[Region pointing data]

+---+

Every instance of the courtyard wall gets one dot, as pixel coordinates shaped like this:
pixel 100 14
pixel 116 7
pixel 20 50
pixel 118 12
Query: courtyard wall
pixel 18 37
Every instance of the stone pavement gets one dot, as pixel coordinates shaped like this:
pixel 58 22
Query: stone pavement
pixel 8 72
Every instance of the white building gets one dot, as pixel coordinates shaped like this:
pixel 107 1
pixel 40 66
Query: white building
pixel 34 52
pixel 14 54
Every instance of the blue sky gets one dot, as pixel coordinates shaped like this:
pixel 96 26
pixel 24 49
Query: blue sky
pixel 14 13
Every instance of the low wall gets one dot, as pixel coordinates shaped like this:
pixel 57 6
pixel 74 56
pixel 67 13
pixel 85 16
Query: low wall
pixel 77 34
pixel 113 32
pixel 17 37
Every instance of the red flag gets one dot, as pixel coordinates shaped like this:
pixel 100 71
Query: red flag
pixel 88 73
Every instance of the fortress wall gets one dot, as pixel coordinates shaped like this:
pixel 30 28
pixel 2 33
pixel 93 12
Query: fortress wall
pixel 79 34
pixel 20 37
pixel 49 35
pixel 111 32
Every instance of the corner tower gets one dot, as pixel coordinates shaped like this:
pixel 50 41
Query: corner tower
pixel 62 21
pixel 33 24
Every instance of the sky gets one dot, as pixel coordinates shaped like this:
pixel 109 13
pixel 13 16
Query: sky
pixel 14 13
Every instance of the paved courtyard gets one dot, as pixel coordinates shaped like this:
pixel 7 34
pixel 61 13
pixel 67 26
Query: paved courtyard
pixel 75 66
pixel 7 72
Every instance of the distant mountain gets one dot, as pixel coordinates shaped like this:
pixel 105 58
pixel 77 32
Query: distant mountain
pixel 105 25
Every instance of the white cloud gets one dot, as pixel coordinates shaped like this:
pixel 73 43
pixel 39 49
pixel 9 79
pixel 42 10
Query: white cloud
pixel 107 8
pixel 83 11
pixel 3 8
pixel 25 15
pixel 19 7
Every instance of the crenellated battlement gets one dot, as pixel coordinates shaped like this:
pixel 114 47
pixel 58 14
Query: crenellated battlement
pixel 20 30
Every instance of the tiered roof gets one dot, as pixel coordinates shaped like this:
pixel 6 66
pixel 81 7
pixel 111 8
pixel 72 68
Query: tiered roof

+---+

Among the lines above, show every one that contains the string "roof".

▸ Response below
Every instance of the tiered roof gets one dot, as pixel coordinates shaped like this:
Query: tiered roof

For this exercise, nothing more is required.